__Exercises__.
a) In the CALM module reference, list the fields of the git status table that format_git converts into a compact string.
b) Extract everything in the CALM module reference from "Returns nil if" down to "explicit template spec)", copying it without any changes.

__Excerpt__.
CALM (Catastrophically Abridged Language Models) module. Provides tokenization, template-driven sequence building, model loading and creation, training, and dataset operations for CALM language models.
| Module | Description |
|---|---|
| calm.pipeline | CALM pipeline utilities. |
| calm.registry | CALM model registry. |
| calm.template | CALM template DSL parser and sequence builder. |
| Name | Signature |
|---|---|
tokenize | tokenize(text) -> tokens, err |
detokenize | detokenize(tokens) -> text, err |
token_text | token_text(id) -> text |
token_info | token_info(id) -> info |
vocab_size | vocab_size() -> sizes |
format_git | format_git(git) -> formatted |
build_sequence | build_sequence(model_or_spec, opts) -> tokens, err |
parse_field_input | parse_field_input(field_names, text) -> fields |
build_raw_sequence | build_raw_sequence(text) -> tokens, err |
build_template_sequence | build_template_sequence(text) -> tokens, err |
load_model | load_model(path) -> model, err |
new_model | new_model(opts) -> model, err |
trainer | trainer(model, opts) -> trainer, err |
load_dataset | load_dataset(path) -> dataset, err |
pack_floats | pack_floats(values) -> data |
unpack_floats | unpack_floats(data) -> values |
tokenize(
text) ->tokens,err
Tokenize text using normal mode (all tiers)
detokenize(
tokens) ->text,err
Detokenize a table of token IDs back to text
token_text(
id) ->text
Get surface text of a token by ID
token_info(
id) ->info
Get full token info by ID
vocab_size() ->
sizes
Get vocabulary size breakdown
format_git(
git) ->formatted
Format a structured git status table into a compact string
Converts a git status table {branch, ahead, behind, dirty, untracked}
into a compact string like "main+3*?". Passes strings through unchanged.
Returns nil if the input is neither a table nor a string.
build_sequence(
model_or_spec,opts) ->tokens,err
Build a token sequence using a model's template (or explicit template spec)

__Excerpted records__.
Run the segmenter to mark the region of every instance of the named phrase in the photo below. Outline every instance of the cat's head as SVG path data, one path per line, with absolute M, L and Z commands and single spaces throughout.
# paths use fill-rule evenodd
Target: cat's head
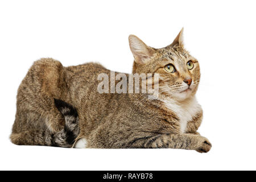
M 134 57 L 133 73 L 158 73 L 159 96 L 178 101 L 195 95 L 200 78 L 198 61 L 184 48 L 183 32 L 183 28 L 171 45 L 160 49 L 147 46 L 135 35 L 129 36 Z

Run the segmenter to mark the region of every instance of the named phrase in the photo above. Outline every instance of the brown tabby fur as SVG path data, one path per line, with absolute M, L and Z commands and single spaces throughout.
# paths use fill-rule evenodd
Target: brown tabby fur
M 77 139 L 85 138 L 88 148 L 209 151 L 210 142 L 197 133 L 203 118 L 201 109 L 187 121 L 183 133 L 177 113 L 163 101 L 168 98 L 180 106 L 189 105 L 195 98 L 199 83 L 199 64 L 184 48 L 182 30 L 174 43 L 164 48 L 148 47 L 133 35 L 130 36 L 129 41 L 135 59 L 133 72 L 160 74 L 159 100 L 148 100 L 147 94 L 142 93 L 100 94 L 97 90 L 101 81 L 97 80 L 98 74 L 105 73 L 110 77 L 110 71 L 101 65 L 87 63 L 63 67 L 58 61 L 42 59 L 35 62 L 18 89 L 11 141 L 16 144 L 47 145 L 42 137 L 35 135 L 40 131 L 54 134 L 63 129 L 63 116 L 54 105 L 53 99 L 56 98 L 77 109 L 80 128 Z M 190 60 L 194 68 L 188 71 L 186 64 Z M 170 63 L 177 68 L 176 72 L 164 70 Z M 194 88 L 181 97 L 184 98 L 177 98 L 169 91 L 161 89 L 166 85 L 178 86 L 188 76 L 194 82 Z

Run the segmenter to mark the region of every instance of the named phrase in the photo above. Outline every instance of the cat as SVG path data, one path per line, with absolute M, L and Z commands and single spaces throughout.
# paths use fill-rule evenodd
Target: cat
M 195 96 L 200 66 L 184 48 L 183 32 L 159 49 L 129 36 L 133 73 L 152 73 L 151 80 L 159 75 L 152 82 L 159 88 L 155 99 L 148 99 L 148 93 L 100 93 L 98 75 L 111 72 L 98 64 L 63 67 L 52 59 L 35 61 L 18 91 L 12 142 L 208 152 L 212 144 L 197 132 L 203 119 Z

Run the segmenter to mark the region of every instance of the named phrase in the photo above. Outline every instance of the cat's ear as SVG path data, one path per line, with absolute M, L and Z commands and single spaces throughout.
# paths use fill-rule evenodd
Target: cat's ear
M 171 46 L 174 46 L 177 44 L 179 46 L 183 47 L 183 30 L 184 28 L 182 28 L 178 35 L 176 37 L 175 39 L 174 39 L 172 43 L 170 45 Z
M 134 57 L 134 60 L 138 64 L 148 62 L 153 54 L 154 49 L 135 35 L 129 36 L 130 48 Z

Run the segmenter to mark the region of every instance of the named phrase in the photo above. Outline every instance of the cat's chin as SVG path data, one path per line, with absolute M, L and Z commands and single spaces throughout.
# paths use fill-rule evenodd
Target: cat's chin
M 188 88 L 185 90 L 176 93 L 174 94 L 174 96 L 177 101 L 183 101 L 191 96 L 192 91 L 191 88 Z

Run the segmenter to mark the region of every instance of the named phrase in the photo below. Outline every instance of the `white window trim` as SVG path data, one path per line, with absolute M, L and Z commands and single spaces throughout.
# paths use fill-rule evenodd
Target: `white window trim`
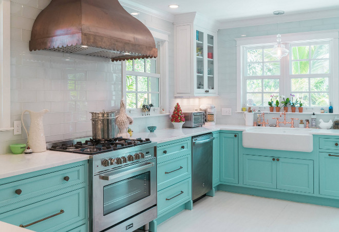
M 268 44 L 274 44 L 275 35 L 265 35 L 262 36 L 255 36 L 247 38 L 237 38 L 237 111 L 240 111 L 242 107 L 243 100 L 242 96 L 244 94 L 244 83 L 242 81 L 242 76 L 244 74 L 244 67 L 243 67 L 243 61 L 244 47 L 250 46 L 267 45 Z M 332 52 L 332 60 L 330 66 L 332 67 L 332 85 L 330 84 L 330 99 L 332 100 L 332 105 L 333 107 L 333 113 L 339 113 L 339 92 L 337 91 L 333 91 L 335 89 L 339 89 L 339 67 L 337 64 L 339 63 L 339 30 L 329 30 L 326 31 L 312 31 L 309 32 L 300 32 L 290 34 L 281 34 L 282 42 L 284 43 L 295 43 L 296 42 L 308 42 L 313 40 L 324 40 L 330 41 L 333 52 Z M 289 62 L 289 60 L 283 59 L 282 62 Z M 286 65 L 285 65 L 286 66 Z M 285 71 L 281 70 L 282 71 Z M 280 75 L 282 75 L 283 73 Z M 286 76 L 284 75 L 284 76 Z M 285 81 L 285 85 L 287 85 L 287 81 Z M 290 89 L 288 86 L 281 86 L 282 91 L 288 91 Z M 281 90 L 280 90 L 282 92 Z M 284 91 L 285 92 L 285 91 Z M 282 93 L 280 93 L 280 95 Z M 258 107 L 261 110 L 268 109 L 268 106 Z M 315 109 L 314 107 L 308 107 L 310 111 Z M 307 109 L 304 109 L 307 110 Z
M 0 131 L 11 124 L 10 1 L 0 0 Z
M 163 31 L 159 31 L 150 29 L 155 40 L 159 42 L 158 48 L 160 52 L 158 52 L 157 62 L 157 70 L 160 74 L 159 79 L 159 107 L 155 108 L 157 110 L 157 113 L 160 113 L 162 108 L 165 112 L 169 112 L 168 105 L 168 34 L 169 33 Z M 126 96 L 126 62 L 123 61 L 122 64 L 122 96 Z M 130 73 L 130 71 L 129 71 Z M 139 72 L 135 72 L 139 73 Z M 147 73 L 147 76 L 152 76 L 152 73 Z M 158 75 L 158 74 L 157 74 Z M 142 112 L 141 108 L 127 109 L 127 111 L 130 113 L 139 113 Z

__Expected outputs__.
a) branch, ahead, behind, dirty, untracked

b)
Returns nil if the input is neither a table nor a string.
build_sequence(
model_or_spec,opts) ->tokens,err
Build a token sequence using a model's template (or explicit template spec)